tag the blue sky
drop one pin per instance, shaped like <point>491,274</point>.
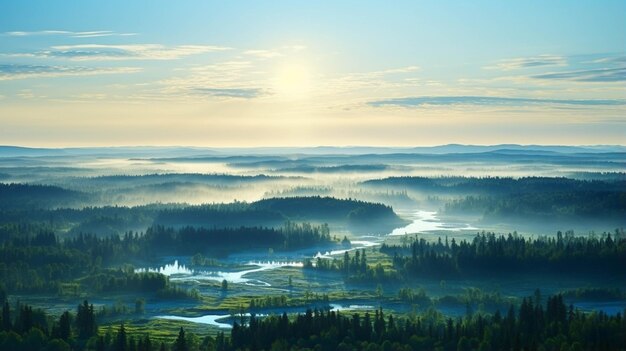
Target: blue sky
<point>280,73</point>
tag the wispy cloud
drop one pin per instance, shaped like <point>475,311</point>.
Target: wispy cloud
<point>101,52</point>
<point>265,54</point>
<point>601,75</point>
<point>425,101</point>
<point>529,62</point>
<point>86,34</point>
<point>11,72</point>
<point>245,93</point>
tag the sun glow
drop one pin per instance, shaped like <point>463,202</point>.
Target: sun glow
<point>293,81</point>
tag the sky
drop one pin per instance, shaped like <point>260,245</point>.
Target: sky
<point>309,73</point>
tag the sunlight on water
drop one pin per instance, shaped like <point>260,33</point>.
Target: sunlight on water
<point>178,272</point>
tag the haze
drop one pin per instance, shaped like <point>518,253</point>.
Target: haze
<point>318,73</point>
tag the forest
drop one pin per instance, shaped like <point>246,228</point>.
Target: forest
<point>227,251</point>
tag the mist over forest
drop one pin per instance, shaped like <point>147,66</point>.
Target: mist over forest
<point>393,246</point>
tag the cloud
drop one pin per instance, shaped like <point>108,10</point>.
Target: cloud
<point>88,34</point>
<point>529,62</point>
<point>100,52</point>
<point>265,54</point>
<point>244,93</point>
<point>425,101</point>
<point>600,75</point>
<point>11,72</point>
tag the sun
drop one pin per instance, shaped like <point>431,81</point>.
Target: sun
<point>293,81</point>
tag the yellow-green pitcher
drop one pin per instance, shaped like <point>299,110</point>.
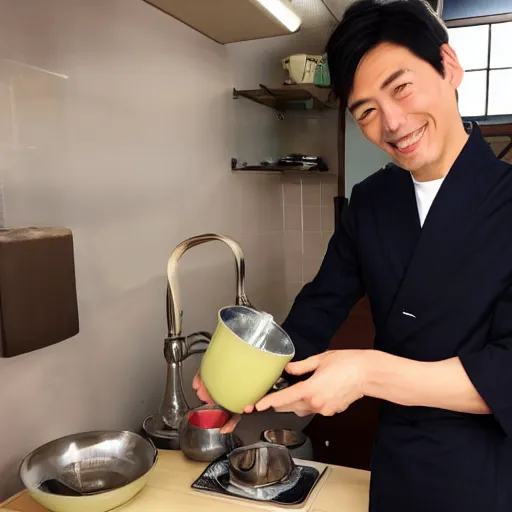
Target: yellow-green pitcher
<point>246,356</point>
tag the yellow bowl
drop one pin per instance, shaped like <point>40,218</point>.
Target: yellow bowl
<point>89,471</point>
<point>246,356</point>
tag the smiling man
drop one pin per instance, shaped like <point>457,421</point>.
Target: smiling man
<point>429,240</point>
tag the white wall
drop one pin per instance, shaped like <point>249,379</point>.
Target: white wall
<point>362,158</point>
<point>115,121</point>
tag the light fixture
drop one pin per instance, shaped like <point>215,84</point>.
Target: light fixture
<point>283,11</point>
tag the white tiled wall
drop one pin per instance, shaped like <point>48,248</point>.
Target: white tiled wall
<point>309,225</point>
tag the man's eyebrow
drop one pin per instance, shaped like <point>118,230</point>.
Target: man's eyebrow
<point>388,81</point>
<point>393,77</point>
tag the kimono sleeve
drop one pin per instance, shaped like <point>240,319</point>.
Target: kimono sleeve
<point>490,370</point>
<point>323,304</point>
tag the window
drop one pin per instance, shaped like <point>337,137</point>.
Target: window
<point>484,53</point>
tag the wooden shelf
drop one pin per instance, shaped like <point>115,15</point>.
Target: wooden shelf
<point>290,97</point>
<point>496,130</point>
<point>274,169</point>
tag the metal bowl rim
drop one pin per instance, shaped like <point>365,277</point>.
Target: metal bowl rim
<point>276,325</point>
<point>89,432</point>
<point>302,437</point>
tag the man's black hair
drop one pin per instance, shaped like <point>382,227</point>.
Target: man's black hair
<point>367,23</point>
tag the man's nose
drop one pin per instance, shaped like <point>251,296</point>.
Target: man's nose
<point>393,118</point>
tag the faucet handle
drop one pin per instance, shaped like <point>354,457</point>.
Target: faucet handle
<point>175,349</point>
<point>196,338</point>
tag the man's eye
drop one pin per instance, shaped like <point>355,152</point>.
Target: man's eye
<point>401,88</point>
<point>366,113</point>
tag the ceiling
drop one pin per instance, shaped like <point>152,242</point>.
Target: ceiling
<point>228,21</point>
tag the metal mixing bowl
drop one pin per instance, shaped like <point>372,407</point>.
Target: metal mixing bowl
<point>88,472</point>
<point>260,465</point>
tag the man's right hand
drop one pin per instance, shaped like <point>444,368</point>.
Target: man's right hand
<point>204,396</point>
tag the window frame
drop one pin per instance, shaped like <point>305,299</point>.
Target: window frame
<point>496,125</point>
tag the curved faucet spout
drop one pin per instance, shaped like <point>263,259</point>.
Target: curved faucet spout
<point>174,312</point>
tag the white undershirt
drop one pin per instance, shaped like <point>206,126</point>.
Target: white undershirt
<point>426,192</point>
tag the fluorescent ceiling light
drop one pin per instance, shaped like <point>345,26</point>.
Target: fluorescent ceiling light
<point>283,11</point>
┄┄┄┄┄┄┄┄┄┄┄┄┄┄┄┄┄┄┄┄
### [Work order]
Each word of the data should be repeated exactly, and the pictures left out.

### [Exercise answer]
tag the blue sky
drop one pin per instance, shaped like <point>491,274</point>.
Target: blue sky
<point>280,73</point>
tag the wispy cloud
drop one pin per instance, shaped like <point>475,311</point>.
Target: wispy cloud
<point>101,52</point>
<point>265,54</point>
<point>601,75</point>
<point>425,101</point>
<point>529,62</point>
<point>86,34</point>
<point>11,72</point>
<point>245,93</point>
tag the sun glow
drop one pin per instance, shaped like <point>463,202</point>.
Target: sun glow
<point>293,81</point>
tag the sky
drop one pin per instance, shaped like <point>260,245</point>.
Target: sky
<point>309,73</point>
tag the sunlight on water
drop one pin per instance, shaped like <point>260,33</point>.
Target: sunlight on water
<point>178,272</point>
tag the haze
drop one pin per instance, shaped like <point>518,253</point>.
Target: haze
<point>318,73</point>
tag the forest
drop one pin per instance, shaped like <point>246,228</point>.
Target: forest
<point>227,251</point>
tag the mist over forest
drop one pin per instance, shaped like <point>147,66</point>.
Target: mist over forest
<point>393,246</point>
tag the cloud
drop one pin per instance, shaped like <point>108,10</point>.
Target: cloud
<point>88,34</point>
<point>529,62</point>
<point>100,52</point>
<point>265,54</point>
<point>244,93</point>
<point>425,101</point>
<point>600,75</point>
<point>11,72</point>
tag the sun
drop one pin per instance, shaped like <point>431,81</point>.
Target: sun
<point>293,81</point>
tag the yellow-green pitcher
drop one pin per instance, shaped like <point>299,110</point>.
Target: yellow-green pitcher
<point>246,356</point>
tag the yellow bowl
drop one pin per instance, shaped like <point>40,218</point>.
Target: yellow bowl
<point>89,471</point>
<point>246,356</point>
tag the smiling man
drop one pin per instance, shaped like <point>457,421</point>.
Target: smiling man
<point>429,240</point>
tag the white wall
drop one pin per instance, shaped like <point>249,379</point>.
Target: white wall
<point>362,158</point>
<point>115,121</point>
tag the light fixture
drop one pin per instance, shaped like <point>215,84</point>.
Target: light fixture
<point>283,11</point>
tag the white tiled wall
drop one pin per instance, shaped like <point>48,248</point>.
Target: white tiled wall
<point>309,225</point>
tag the man's eyebrow
drop one pin per instance, shaped like <point>118,230</point>.
Target: man's eyebrow
<point>388,81</point>
<point>393,77</point>
tag the kimono sleeve
drop one pin per instance, shaped like <point>240,319</point>.
Target: kimono sleeve
<point>490,370</point>
<point>323,304</point>
tag the window
drop one pin per instance, shaped like <point>337,137</point>.
Target: window
<point>484,53</point>
tag the wooden shelf
drop one pin per instance, shaped like <point>115,15</point>.
Target: wooden shelf
<point>290,97</point>
<point>496,130</point>
<point>274,169</point>
tag the metal bowl rim
drop one pin per instance, shaped like <point>365,277</point>.
Target: metal bowl rim
<point>276,325</point>
<point>89,432</point>
<point>302,437</point>
tag the man's black hair
drop one pin per instance, shaped like <point>382,227</point>.
Target: man's black hair
<point>367,23</point>
tag the man's nose
drop one pin per instance, shaped like <point>251,296</point>.
Target: man's nose
<point>393,118</point>
tag the faucet handle
drop one pin per instance, shaped like <point>354,457</point>.
Target: faucet handle
<point>175,349</point>
<point>196,338</point>
tag the man's eye
drop one pin per instance, shaped like <point>355,152</point>.
Target: man's eye
<point>401,88</point>
<point>366,113</point>
tag the ceiling
drop one pin per instance, shaped like <point>152,242</point>.
Target: ceiling
<point>228,21</point>
tag the metal mixing bowl
drop one pin per instance, shaped like <point>372,407</point>.
Target: metal mixing bowl
<point>88,472</point>
<point>260,465</point>
tag the man's right hand
drop one pin per instance, shaped like <point>444,368</point>.
Target: man's right hand
<point>204,396</point>
tag the window frame
drop one pin per instance, shaped like <point>305,299</point>.
Target: window frame
<point>496,125</point>
tag the curved faucet spout
drop one pin per instance, shaped like <point>263,259</point>.
Target: curved faucet spout
<point>174,312</point>
tag the white undershirt
drop one pin per instance, shaped like <point>206,126</point>.
Target: white undershirt
<point>426,192</point>
tag the fluorescent ceiling light
drop one pin per instance, shaped like <point>345,26</point>.
Target: fluorescent ceiling light
<point>283,11</point>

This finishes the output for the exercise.